GIVEN PASSAGE »
--------------------------------

# 每个 vs 每隔



## MsShwn

May I know what’s the difference between 每隔 and 每个？For example, I want to say “Every friday night”. It’s 每个星期五晚上 or 每隔星期五晚上？


----------



## gonecar

MsShwn said:


> May I know what’s the difference between 每隔 and 每个？For example, I want to say “Every friday night”. It’s 每个星期五晚上 or 每隔星期五晚上？


“Every friday night”. It’s 每个星期五晚上.
每隔 【mei(3) ge（2)】
每个【mei(3) ge（4)】

每隔星期五晚上 makes no sense.

每隔五天(every five days) works.


----------



## MsShwn

gonecar said:


> “Every friday night”. It’s 每个星期五晚上.
> 每隔 【mei(3) ge（2)】
> 每个【mei(3) ge（4)】
> 
> 每隔星期五晚上 makes no sense.
> 
> 每隔五天(every five days) works.


Then if I want to say everyday..It’s 每个天 ？


----------



## yuechu

If you want to say "every day", you can say "每天"


----------



## MsShwn

yuechu said:


> If you want to say "every day", you can say "每天"


Thanks bro!


----------



## ovaltine888

I think gonecar got it wrong about 每隔.
Every *five* days means 每隔*四*天 or 每五天.
Every *two* days means 每隔*一*天 or 每两天.

隔 means the gap between two events.


----------



## MsShwn

ovaltine888 said:


> I think gonecar got it wrong about 每隔.
> Every *five* days means 每隔*四*天 or 每五天.
> Every *two* days means 每隔*一*天 or 每两天.
> 
> 隔 means the gap between two events.


So if I use 隔，i have to mention the gap only? It doesn’t include the first day?


----------



## ovaltine888

MsShwn said:


> So if I use 隔，i have to mention the gap only? It doesn’t include the first day?


每天 every day
每隔一天 every other day


----------



## NRQ

每个星期五晚上 is right.
when used with time,
每个+a time point
每隔+a period of time


----------



## SimonTsai

ovaltine888 said:


> Every five days means 每隔*四*天 or 每五天.


I don't think there is a difference between the two that you mention. '每隔半年檢修一次' means '每半年檢修一次', and '每隔 15 分鐘' means '每 15 分鐘'. You may make a time line or think of '你隔天再來.'


----------



## ovaltine888

SimonTsai said:


> I don't think there is a difference between the two that you mention. '每隔半年檢修一次' means '每半年檢修一次', and '每隔 15 分鐘' means '每 15 分鐘'. You may make a time line or think of '你隔天再來.'


Your feeling that there is little difference between 每隔半年检修一次 and 每半年检修一次 is because the duration of 检修 is negligible in comparison with 半年. 

It is obviously different when you say
他每两天上一天班。
他每隔两天上一天班。


----------



## Sanchuan

gonecar said:


> 每隔星期五晚上 makes no sense.


这不是每月两次的意思吗？


----------



## SuperXW

Sanchuan said:


> 这不是每月两次的意思吗？


我们不会这样说：“每隔星期五晚上”。

我们只会说：
每隔一天……
每隔一礼拜……


----------



## SimonTsai

ovaltine888 said:


> because the duration of 检修 is negligible in comparison with 半年.


Oh, yes, and that explains why contexts matter in Mandarin.

Let *T* be a variable denoting time, *T = 0* for the present moment. If a specific event or activity recurring every *τ* starts, taking *Δt* in total, then at the end, the clock will read *T = Δt*; the next time the event or activity starts will be *T = τ*.

In this case we would say the event or activity '每 *τ* 發生一次' but '每隔 *τ − Δt* 發生一次'. If *Δt / τ* is sufficiently small, then it is okay to use them interchangeably.


----------

--------------------------------

SHORT EXERCISE »
In the thread on 每个 vs 每隔, why does ovaltine888 say 每隔半年检修一次 and 每半年检修一次 seem to differ so little? Answer in one to three sentences. The items come from a separate source.

Items pointing to named objects »

--------------------------------

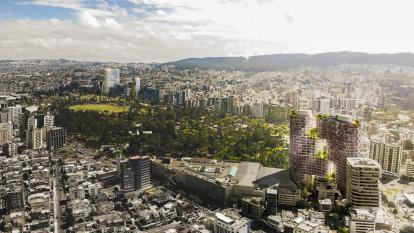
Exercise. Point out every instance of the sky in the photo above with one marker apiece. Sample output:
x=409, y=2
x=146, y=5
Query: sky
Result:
x=168, y=30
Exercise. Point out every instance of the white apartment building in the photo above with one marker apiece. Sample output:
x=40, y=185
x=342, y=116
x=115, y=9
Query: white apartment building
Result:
x=362, y=182
x=224, y=224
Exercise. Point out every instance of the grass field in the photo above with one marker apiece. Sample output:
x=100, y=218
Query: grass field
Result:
x=99, y=108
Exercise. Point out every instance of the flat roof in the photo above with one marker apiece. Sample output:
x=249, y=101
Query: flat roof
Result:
x=410, y=198
x=362, y=162
x=223, y=218
x=247, y=173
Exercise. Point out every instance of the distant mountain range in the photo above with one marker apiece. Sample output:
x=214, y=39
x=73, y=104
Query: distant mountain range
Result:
x=284, y=61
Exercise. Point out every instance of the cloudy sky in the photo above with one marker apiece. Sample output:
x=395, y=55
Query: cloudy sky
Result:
x=166, y=30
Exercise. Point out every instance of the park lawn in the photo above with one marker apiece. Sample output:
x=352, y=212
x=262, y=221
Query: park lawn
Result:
x=99, y=108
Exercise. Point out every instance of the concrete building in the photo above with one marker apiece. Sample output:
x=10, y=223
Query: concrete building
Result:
x=388, y=155
x=322, y=105
x=361, y=221
x=305, y=145
x=224, y=224
x=135, y=173
x=271, y=201
x=111, y=79
x=253, y=207
x=288, y=197
x=137, y=86
x=363, y=185
x=257, y=110
x=409, y=168
x=326, y=189
x=14, y=114
x=342, y=135
x=13, y=197
x=6, y=133
x=55, y=138
x=34, y=138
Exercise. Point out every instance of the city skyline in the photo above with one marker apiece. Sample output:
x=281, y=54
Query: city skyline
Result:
x=160, y=31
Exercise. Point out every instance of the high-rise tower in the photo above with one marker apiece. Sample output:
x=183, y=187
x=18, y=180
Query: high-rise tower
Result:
x=342, y=135
x=306, y=148
x=110, y=80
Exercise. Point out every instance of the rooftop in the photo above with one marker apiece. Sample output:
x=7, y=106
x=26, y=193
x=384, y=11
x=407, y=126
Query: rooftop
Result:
x=362, y=162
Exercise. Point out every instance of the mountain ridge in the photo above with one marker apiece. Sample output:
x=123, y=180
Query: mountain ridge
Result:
x=292, y=60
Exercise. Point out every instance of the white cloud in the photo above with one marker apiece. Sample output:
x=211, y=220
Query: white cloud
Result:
x=70, y=4
x=163, y=30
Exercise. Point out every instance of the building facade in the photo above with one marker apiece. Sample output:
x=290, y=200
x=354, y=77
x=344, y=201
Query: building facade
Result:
x=305, y=145
x=388, y=155
x=342, y=136
x=135, y=173
x=111, y=79
x=55, y=138
x=363, y=183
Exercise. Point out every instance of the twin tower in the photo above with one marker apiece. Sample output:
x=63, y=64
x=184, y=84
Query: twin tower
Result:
x=320, y=146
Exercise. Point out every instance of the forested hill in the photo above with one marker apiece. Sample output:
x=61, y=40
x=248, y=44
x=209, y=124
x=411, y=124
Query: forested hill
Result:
x=282, y=61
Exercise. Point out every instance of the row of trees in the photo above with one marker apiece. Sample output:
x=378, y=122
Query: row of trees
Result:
x=179, y=132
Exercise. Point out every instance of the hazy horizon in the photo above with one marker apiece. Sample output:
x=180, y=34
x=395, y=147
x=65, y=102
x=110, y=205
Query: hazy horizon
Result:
x=163, y=31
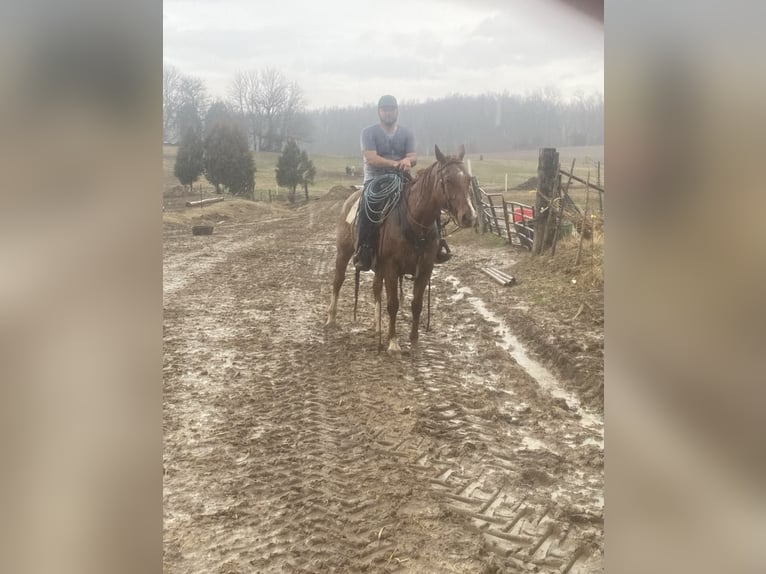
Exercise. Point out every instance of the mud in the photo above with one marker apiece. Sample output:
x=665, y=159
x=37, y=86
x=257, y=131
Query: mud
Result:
x=292, y=448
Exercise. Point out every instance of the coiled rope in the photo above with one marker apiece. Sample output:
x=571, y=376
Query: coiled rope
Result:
x=380, y=195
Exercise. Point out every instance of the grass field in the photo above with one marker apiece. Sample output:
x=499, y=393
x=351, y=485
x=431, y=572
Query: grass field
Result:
x=490, y=170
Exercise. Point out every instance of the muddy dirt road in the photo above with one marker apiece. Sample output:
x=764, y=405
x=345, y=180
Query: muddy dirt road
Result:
x=291, y=448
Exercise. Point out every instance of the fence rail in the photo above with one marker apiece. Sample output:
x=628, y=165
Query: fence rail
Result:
x=516, y=222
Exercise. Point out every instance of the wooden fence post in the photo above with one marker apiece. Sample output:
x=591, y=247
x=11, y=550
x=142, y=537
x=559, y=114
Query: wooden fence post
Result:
x=547, y=178
x=478, y=205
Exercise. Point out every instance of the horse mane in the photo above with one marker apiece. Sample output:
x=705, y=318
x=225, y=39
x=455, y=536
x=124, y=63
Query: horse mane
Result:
x=427, y=172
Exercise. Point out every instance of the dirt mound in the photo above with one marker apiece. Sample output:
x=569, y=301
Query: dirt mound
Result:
x=528, y=185
x=338, y=192
x=233, y=209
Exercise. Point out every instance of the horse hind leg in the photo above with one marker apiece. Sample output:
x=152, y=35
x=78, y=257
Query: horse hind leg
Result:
x=392, y=296
x=341, y=262
x=417, y=306
x=377, y=291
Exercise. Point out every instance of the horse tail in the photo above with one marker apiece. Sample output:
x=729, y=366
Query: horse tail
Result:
x=428, y=315
x=356, y=291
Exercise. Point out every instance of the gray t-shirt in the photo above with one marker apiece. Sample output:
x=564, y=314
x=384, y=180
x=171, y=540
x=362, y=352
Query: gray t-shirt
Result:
x=395, y=146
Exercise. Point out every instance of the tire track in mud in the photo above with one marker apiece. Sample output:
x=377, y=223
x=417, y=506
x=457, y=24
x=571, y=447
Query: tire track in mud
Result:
x=292, y=448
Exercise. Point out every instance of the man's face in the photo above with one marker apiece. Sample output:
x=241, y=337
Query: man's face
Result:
x=388, y=115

--------------------------------

RESPONSE TO THIS EXERCISE »
They seem nearly the same because the time the 检修 takes is negligible compared with 半年. When the activity takes a substantial share of the period, the difference is obvious, as in 他每两天上一天班 versus 他每隔两天上一天班.